## Texte présenté
###

Néanmoins, le secteur spatial évolue fortement. La filialisation du CNES – qui a abouti à la création, dans le domaine du transport spatial, de la société Arianespace et, dans celui de l'observation de la Terre, de la société Spot Image –, la diversification de l'offre de lancement, l'exploitation prochaine du lanceur Soyouz à Kourou par Arianespace, ou la place croissante prise par des opérateurs privés, tels qu'EADS Space, Thales Alenia Space, Safran, et par des entreprises du marché des télécommunications, qui ont vu dans les activités spatiales des perspectives de croissance, attestent de cette évolution. Cependant, dans la mesure où les activités spatiales sont de nature à engager la responsabilité de l'État français, il est tout à fait normal que celui-ci puisse surveiller et contrôler les opérations spatiales, sans toutefois entraver la compétitivité des entreprises.
Ce projet de loi, adopté au Sénat le 16 janvier dernier et qui, je le rappelle, avait déjà été présenté en 2007, répond à cette double exigence. Fondé sur les recommandations de l'étude du 6 avril 2006 du Conseil d'État, Pour une politique juridique des activités spatiales, commandée par le gouvernement de Jean-Pierre Raffarin, c'est un texte équilibré et très technique – et je salue le travail de notre rapporteur, Pierre Lasbordes, homme passionné et éminemment compétent.
Je ne rentrerai pas dans le détail des trente articles qui le composent : ce n'est pas le rôle du porte-parole d'un groupe, et notre rapporteur l'a déjà fait de manière brillante et très claire. Je n'en rappellerai que les grands axes.
À l'instar de ce qu'ont fait la plupart des États impliqués dans la conquête spatiale, ce projet de loi instaure un régime d'autorisation, d'immatriculation et d'octroi d'une garantie financière de l'État, et précise les règles en matière de responsabilité – c'est un peu ce qu'avait fait Colbert à l'époque de la Compagnie des Indes.
Il affirme aussi le rôle du CNES, dont la compétence technique est internationalement reconnue et qui remplit ses missions avec le succès que l'on sait. Les députés UMP soutiennent les amendements du rapporteur visant à renforcer et à préciser le rôle de l'Agence.
Les dispositions instaurant un système de licence, avec l'obligation d'information de l'État, la sanctuarisation des contrats signés avant l'application de la présente loi non soumis à autorisation, et la simplification des procédures d'autorisation pour les lancements à l'étranger que propose le rapporteur, sont de nature à répondre aux attentes des opérateurs privés, en particulier les opérateurs de satellites comme Eutelsat, en matière de sécurité juridique. Il en est de même pour l'amendement à l'article 14, qui précise la responsabilité de l'État au-delà de la période de un an communément acceptée par l'ensemble des assureurs et reconnue par de nombreux pays, et qui est de surcroît strictement conforme à la convention de 1972.
Je sais bien, madame la ministre, que les représentants du Gouvernement ont récemment manifesté une réticence à cet égard en réunion interministérielle, mais je ne doute pas que vous aurez à coeur de vous en remettre à la sagesse de notre assemblée pour aller dans le sens de notre rapporteur.

###

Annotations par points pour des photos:

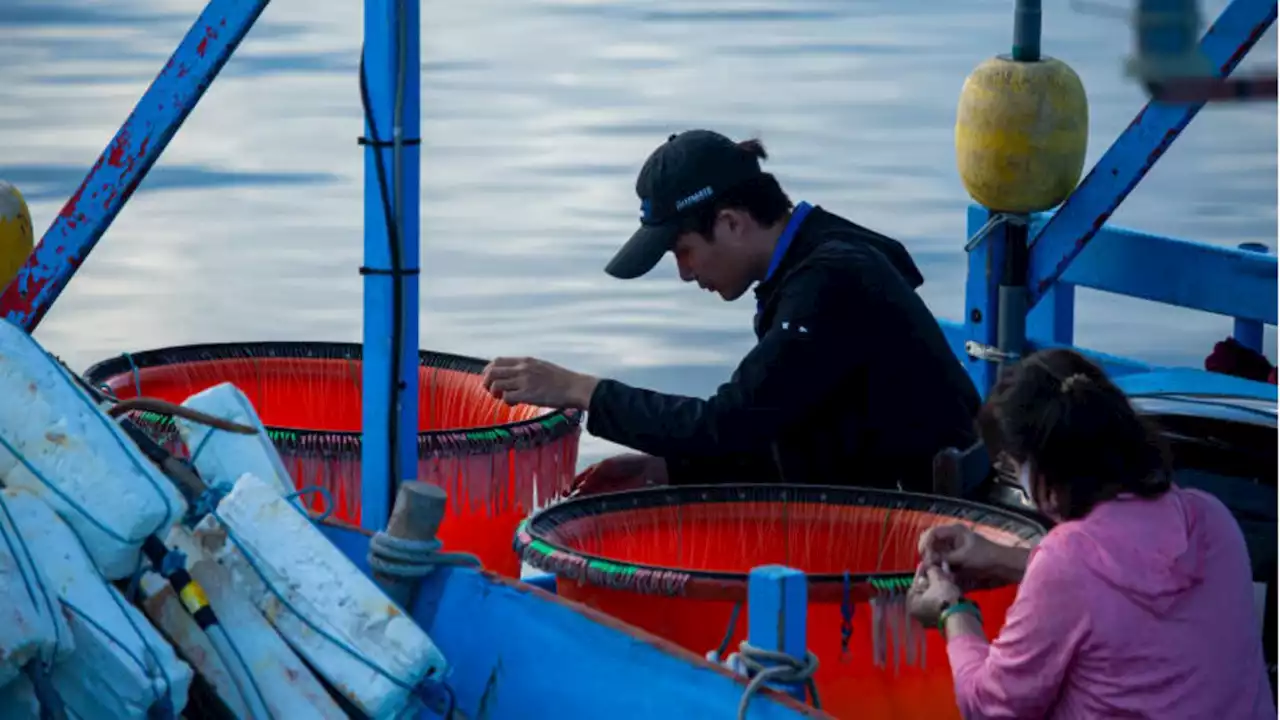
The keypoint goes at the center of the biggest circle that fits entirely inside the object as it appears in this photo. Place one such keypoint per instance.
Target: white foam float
(328, 591)
(120, 665)
(220, 456)
(58, 443)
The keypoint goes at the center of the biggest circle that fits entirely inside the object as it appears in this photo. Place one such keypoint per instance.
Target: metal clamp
(990, 354)
(992, 223)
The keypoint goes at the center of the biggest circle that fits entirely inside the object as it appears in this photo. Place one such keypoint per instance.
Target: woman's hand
(974, 560)
(536, 382)
(932, 591)
(618, 473)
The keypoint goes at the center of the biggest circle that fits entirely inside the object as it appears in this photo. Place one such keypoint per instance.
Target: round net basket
(675, 561)
(494, 460)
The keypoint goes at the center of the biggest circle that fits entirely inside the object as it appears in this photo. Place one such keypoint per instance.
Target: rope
(771, 666)
(401, 557)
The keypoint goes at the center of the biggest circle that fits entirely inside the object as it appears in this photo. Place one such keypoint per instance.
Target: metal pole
(1027, 31)
(127, 159)
(1249, 332)
(1011, 295)
(389, 87)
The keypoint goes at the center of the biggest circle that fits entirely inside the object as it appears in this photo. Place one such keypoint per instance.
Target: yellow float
(1022, 131)
(16, 235)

###

## Tâche demandée 1
Répondez à ces questions sur le texte présenté :
(a) De quelle date est l'étude du Conseil d'État sur laquelle se fonde le projet de loi ?
(b) De combien d'articles se compose le projet de loi ?
(c) Quel opérateur de satellites est cité en exemple parmi les opérateurs privés ?
## Tâche demandée 2
Répétez fidèlement le passage du texte présenté qui va depuis les mots « Ce projet de loi, adopté » jusqu'aux mots « les grands axes. ».
Appuyez-vous uniquement sur le texte présenté.

## Réponse rédigée 1
(a) Du 6 avril 2006.
(b) De trente articles.
(c) Eutelsat.

## Réponse rédigée 2
Ce projet de loi, adopté au Sénat le 16 janvier dernier et qui, je le rappelle, avait déjà été présenté en 2007, répond à cette double exigence. Fondé sur les recommandations de l'étude du 6 avril 2006 du Conseil d'État, Pour une politique juridique des activités spatiales, commandée par le gouvernement de Jean-Pierre Raffarin, c'est un texte équilibré et très technique – et je salue le travail de notre rapporteur, Pierre Lasbordes, homme passionné et éminemment compétent.
Je ne rentrerai pas dans le détail des trente articles qui le composent : ce n'est pas le rôle du porte-parole d'un groupe, et notre rapporteur l'a déjà fait de manière brillante et très claire. Je n'en rappellerai que les grands axes.